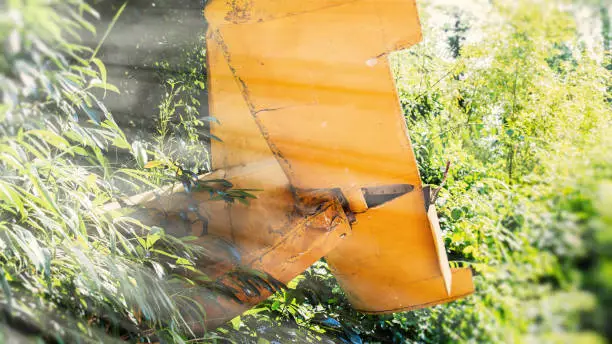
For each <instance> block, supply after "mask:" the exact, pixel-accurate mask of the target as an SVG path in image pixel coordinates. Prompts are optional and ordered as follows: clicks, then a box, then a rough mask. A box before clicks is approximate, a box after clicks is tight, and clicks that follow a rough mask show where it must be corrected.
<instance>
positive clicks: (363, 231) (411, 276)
mask: <svg viewBox="0 0 612 344" xmlns="http://www.w3.org/2000/svg"><path fill="white" fill-rule="evenodd" d="M238 12H240V13H241V15H236V13H238ZM205 13H206V16H207V19H208V20H209V23H210V24H211V26H210V28H209V34H208V44H209V45H208V46H209V52H210V51H211V50H212V51H213V54H214V56H211V57H209V58H210V60H209V67H210V70H211V72H212V73H213V74H212V76H213V78H212V79H211V91H212V94H213V98H212V109H213V115H215V116H217V117H218V118H220V119H221V122H222V123H224V122H226V121H228V122H230V123H247V122H249V123H248V124H247V125H248V126H251V127H253V128H255V127H256V128H257V129H258V131H259V132H256V131H255V130H251V131H250V132H248V133H246V132H243V134H246V136H242V137H237V136H234V135H233V134H232V133H231V132H229V129H227V128H225V129H224V128H223V125H221V126H215V127H213V132H214V133H218V136H220V137H221V138H222V139H224V141H225V144H229V146H228V147H226V148H221V149H226V151H225V152H224V153H223V154H222V155H223V156H222V157H221V159H226V160H227V156H235V155H236V154H238V155H240V154H242V153H241V152H240V151H239V150H238V151H234V149H236V148H238V147H237V146H235V145H234V143H235V142H241V143H244V142H247V141H248V142H251V141H253V142H254V141H257V145H253V146H252V147H255V146H257V147H260V146H261V145H262V141H258V140H257V137H258V135H259V136H260V137H261V138H263V139H265V141H266V144H267V146H268V148H269V150H270V152H271V154H272V155H273V156H274V157H275V158H276V159H277V161H278V163H279V165H280V167H281V168H282V171H283V172H284V174H285V176H286V177H287V180H288V182H289V184H290V185H291V190H292V191H293V192H294V193H295V194H300V193H301V192H308V191H309V190H316V189H325V190H332V189H337V190H340V192H341V194H342V195H343V197H344V198H345V199H346V201H347V202H348V205H349V206H348V208H349V210H350V211H351V212H353V213H356V214H354V216H355V219H356V222H355V223H353V225H352V227H353V235H352V236H351V237H349V238H347V240H345V241H344V242H343V243H342V244H341V245H339V246H338V247H336V248H335V249H334V250H333V251H332V252H330V253H329V254H328V255H327V256H326V258H327V260H328V262H329V264H330V266H331V267H332V269H333V271H334V274H335V275H336V277H337V278H338V280H339V282H340V283H341V285H342V287H343V289H344V290H345V291H346V292H347V296H348V298H349V299H350V301H351V302H352V304H353V305H354V306H355V307H356V308H357V309H359V310H361V311H364V312H373V313H378V312H394V311H398V310H407V309H414V308H418V307H424V306H428V305H432V304H437V303H441V302H447V301H450V300H453V299H456V298H457V297H461V296H464V295H467V294H469V293H471V292H472V291H473V285H472V282H471V278H470V276H471V272H470V270H466V269H462V270H455V271H451V269H450V267H449V266H448V259H447V258H446V253H445V250H444V247H443V243H442V239H441V234H440V230H439V225H438V223H437V216H436V214H435V209H433V207H432V206H430V207H429V208H428V209H426V207H425V201H424V194H423V192H424V191H423V188H422V183H421V180H420V176H419V174H418V168H417V164H416V159H415V157H414V153H413V151H412V147H411V144H410V140H409V138H408V134H407V129H406V124H405V120H404V117H403V113H402V110H401V108H400V105H399V101H398V97H397V94H396V89H395V85H394V80H393V76H392V75H391V71H390V68H389V62H388V59H387V54H388V53H389V52H391V51H394V50H397V49H400V48H407V47H409V46H411V45H413V44H415V43H417V42H418V41H419V40H420V39H421V32H420V24H419V20H418V15H417V12H416V6H415V3H414V1H413V0H357V1H332V2H324V1H302V2H300V1H274V0H259V1H256V0H252V1H249V2H238V1H235V2H233V1H229V2H228V1H221V0H213V1H212V2H211V3H210V5H209V7H208V8H207V10H206V12H205ZM219 55H222V57H223V61H224V63H225V65H224V63H222V62H221V61H220V59H219ZM218 80H223V82H224V83H227V80H233V81H234V83H235V87H237V90H235V93H233V94H221V93H220V92H218V90H215V87H214V85H215V83H216V82H218ZM238 93H239V94H240V96H241V97H242V101H241V102H240V105H237V104H236V102H237V100H236V99H237V94H238ZM224 97H228V98H227V99H229V98H230V97H231V98H232V99H233V100H232V104H233V105H230V106H229V107H228V108H225V107H217V106H218V103H217V101H216V99H222V98H224ZM237 106H241V107H242V109H241V110H240V111H224V110H228V109H232V110H234V109H235V108H236V107H237ZM215 109H218V110H217V111H215ZM247 110H248V113H249V114H250V116H251V120H250V121H249V120H247V119H246V112H247ZM238 117H240V120H237V118H238ZM253 124H254V126H253ZM243 146H246V145H243ZM249 146H250V145H249ZM214 149H215V147H213V150H214ZM228 150H232V151H228ZM262 150H264V149H262ZM247 151H248V149H247ZM244 159H250V157H247V156H245V157H244ZM240 160H241V159H240V158H239V159H238V161H240ZM219 167H220V166H219ZM385 185H410V186H411V187H412V189H411V191H410V192H407V193H405V194H403V195H399V196H398V197H395V198H393V199H390V200H389V201H388V202H386V203H383V204H380V205H378V206H377V207H375V208H373V209H369V208H368V206H367V201H366V200H365V195H366V193H365V191H364V190H366V189H367V188H375V187H381V186H385Z"/></svg>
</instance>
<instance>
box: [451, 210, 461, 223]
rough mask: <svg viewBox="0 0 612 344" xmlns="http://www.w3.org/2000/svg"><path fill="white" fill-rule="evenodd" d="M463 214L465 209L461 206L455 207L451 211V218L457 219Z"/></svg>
mask: <svg viewBox="0 0 612 344" xmlns="http://www.w3.org/2000/svg"><path fill="white" fill-rule="evenodd" d="M461 216H463V210H461V208H454V209H453V210H452V211H451V218H452V219H453V220H455V221H457V220H459V219H460V218H461Z"/></svg>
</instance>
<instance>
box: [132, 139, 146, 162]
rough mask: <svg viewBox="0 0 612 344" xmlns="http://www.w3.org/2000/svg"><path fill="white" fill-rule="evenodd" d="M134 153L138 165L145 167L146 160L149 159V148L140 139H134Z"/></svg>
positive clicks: (133, 143) (136, 161) (132, 152)
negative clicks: (141, 142)
mask: <svg viewBox="0 0 612 344" xmlns="http://www.w3.org/2000/svg"><path fill="white" fill-rule="evenodd" d="M132 154H134V157H135V158H136V162H137V163H138V165H139V166H140V167H144V164H145V161H147V160H148V158H147V150H146V149H145V148H144V145H143V144H142V143H141V142H140V141H134V143H132Z"/></svg>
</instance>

:: Your task ::
Present every line of the items above as a Markdown table with the columns "Row" and "Line", numbering the rows and skipping blank lines. Leave the pictures out.

:: Solution for this problem ::
| Row | Line |
|---|---|
| 1 | For each <instance> block, supply after "mask:" the exact, pixel-accurate mask of the target as an SVG path in image pixel coordinates. Prompts are optional and ordered as follows: clicks, then a box, then a rough mask. A box before clicks is approximate, a box after clicks is tight, and clicks that follow a rough mask show where it must be corrected. |
| 2 | <instance> |
| 3 | positive clicks: (363, 231) (411, 276) |
| 4 | mask: <svg viewBox="0 0 612 344" xmlns="http://www.w3.org/2000/svg"><path fill="white" fill-rule="evenodd" d="M238 12H240V13H241V15H236V13H238ZM205 13H206V16H207V19H208V20H209V23H210V24H211V26H210V28H209V34H208V44H209V45H208V46H209V52H210V51H211V50H212V51H213V54H214V56H211V57H209V58H210V60H209V67H210V70H211V72H212V73H213V74H212V76H213V78H212V79H211V91H212V94H213V98H212V109H213V115H215V116H217V117H218V118H220V119H221V122H222V123H224V122H226V121H228V122H230V123H247V122H249V123H248V124H247V125H248V126H251V127H253V128H255V127H256V128H257V129H258V131H259V132H256V131H255V130H251V131H250V132H248V133H246V132H243V134H246V136H242V137H237V136H234V135H233V134H232V133H231V132H229V129H227V128H225V129H224V128H223V125H221V126H215V127H213V132H214V133H218V136H220V137H221V138H222V139H224V141H225V144H229V146H228V147H226V148H221V149H226V151H225V152H224V153H223V154H222V155H223V156H222V157H221V159H226V160H227V156H235V155H236V154H238V155H240V154H242V153H241V152H240V151H239V150H238V151H234V149H236V148H238V147H237V146H235V145H234V143H235V142H241V143H244V142H247V141H248V142H251V141H253V142H254V141H257V145H253V146H252V147H255V146H257V147H260V146H261V145H262V141H258V140H257V137H258V135H259V136H260V137H261V138H263V139H265V141H266V144H267V146H268V148H269V150H270V152H271V154H272V155H273V156H274V157H275V158H276V159H277V161H278V163H279V165H280V167H281V168H282V171H283V172H284V174H285V176H286V177H287V180H288V182H289V184H290V185H291V190H292V191H293V192H294V193H295V194H300V193H301V192H308V191H309V190H316V189H325V190H332V189H337V190H340V192H341V194H342V195H343V197H344V198H345V199H346V201H347V202H348V205H349V206H348V208H349V210H350V211H351V212H353V213H356V214H354V216H355V219H356V222H355V223H353V225H352V227H353V235H352V236H351V237H349V238H347V240H345V241H344V242H343V243H342V244H341V245H339V246H338V247H336V248H335V249H334V250H333V251H332V252H330V253H329V254H328V255H327V256H326V258H327V260H328V262H329V264H330V266H331V267H332V269H333V271H334V274H335V275H336V277H337V278H338V280H339V282H340V283H341V285H342V287H343V289H344V290H345V291H346V292H347V296H348V298H349V299H350V301H351V302H352V304H353V305H354V306H355V307H356V308H357V309H359V310H361V311H364V312H373V313H378V312H394V311H398V310H407V309H414V308H418V307H424V306H428V305H432V304H437V303H441V302H447V301H450V300H453V299H456V298H457V297H461V296H464V295H467V294H469V293H471V292H472V291H473V285H472V282H471V278H470V276H471V272H470V270H466V269H462V270H455V271H451V269H450V267H449V266H448V259H447V258H446V253H445V250H444V247H443V243H442V239H441V234H440V230H439V225H438V223H437V216H436V214H435V209H433V207H432V206H430V207H429V208H428V209H426V207H425V201H424V194H423V192H424V191H423V188H422V183H421V180H420V176H419V174H418V168H417V164H416V159H415V157H414V153H413V151H412V147H411V144H410V140H409V138H408V134H407V129H406V124H405V120H404V117H403V113H402V110H401V108H400V105H399V101H398V97H397V94H396V89H395V85H394V80H393V76H392V75H391V71H390V68H389V62H388V59H387V54H388V53H389V52H391V51H394V50H397V49H400V48H407V47H409V46H411V45H413V44H415V43H417V42H418V41H419V40H420V39H421V32H420V24H419V20H418V15H417V12H416V6H415V3H414V1H413V0H357V1H332V2H324V1H302V2H300V1H274V0H259V1H256V0H252V1H249V2H238V1H235V2H233V1H229V2H228V1H221V0H213V1H212V2H211V3H210V5H209V7H208V8H207V10H206V12H205ZM219 55H222V57H223V61H224V63H225V65H224V63H222V62H221V61H220V59H219ZM218 80H223V82H224V83H227V80H233V81H234V83H235V87H237V90H235V93H233V94H221V93H220V92H218V90H215V87H214V85H215V83H216V82H218ZM238 93H239V94H240V96H241V97H242V101H241V102H240V105H237V104H236V102H237V100H236V99H237V94H238ZM224 97H228V98H227V99H229V98H230V97H231V98H232V99H233V100H232V104H233V105H230V106H229V107H228V108H225V107H217V106H218V103H217V101H216V99H222V98H224ZM237 106H241V107H242V109H241V110H240V111H224V110H228V109H232V110H234V109H235V108H236V107H237ZM215 109H218V110H217V111H215ZM247 110H248V113H249V114H250V116H251V120H250V121H249V120H247V119H246V112H247ZM238 117H240V120H237V118H238ZM253 124H254V126H253ZM243 146H246V145H243ZM249 146H250V145H249ZM214 149H215V147H213V150H214ZM228 150H232V151H228ZM262 150H264V149H262ZM247 151H248V149H247ZM244 159H250V157H247V156H245V157H244ZM240 160H241V159H240V158H239V159H238V161H240ZM219 167H220V166H219ZM385 185H410V186H411V187H412V189H411V191H410V192H407V193H405V194H403V195H399V196H398V197H395V198H393V199H390V200H389V201H388V202H386V203H383V204H380V205H378V206H377V207H375V208H373V209H369V208H368V206H367V201H366V200H365V195H366V193H365V191H364V190H366V189H367V188H375V187H381V186H385Z"/></svg> |
| 5 | </instance> |
| 6 | <instance> |
| 7 | box: [451, 210, 461, 223] |
| 8 | rough mask: <svg viewBox="0 0 612 344" xmlns="http://www.w3.org/2000/svg"><path fill="white" fill-rule="evenodd" d="M463 214L465 209L461 206L455 207L451 211V218L457 219Z"/></svg> |
| 9 | mask: <svg viewBox="0 0 612 344" xmlns="http://www.w3.org/2000/svg"><path fill="white" fill-rule="evenodd" d="M461 216H463V210H461V208H454V209H453V210H452V211H451V218H452V219H453V220H455V221H457V220H459V219H460V218H461Z"/></svg> |
| 10 | </instance> |
| 11 | <instance> |
| 12 | box: [132, 139, 146, 162] |
| 13 | rough mask: <svg viewBox="0 0 612 344" xmlns="http://www.w3.org/2000/svg"><path fill="white" fill-rule="evenodd" d="M134 153L138 165L145 167L146 160L149 159V148L140 139H134Z"/></svg> |
| 14 | positive clicks: (133, 143) (136, 161) (132, 152) |
| 15 | negative clicks: (141, 142) |
| 16 | mask: <svg viewBox="0 0 612 344" xmlns="http://www.w3.org/2000/svg"><path fill="white" fill-rule="evenodd" d="M132 154H134V157H135V158H136V162H137V163H138V165H139V166H140V167H144V164H145V161H147V160H148V158H147V150H146V149H145V148H144V145H143V144H142V143H141V142H140V141H134V143H132Z"/></svg> |
| 17 | </instance> |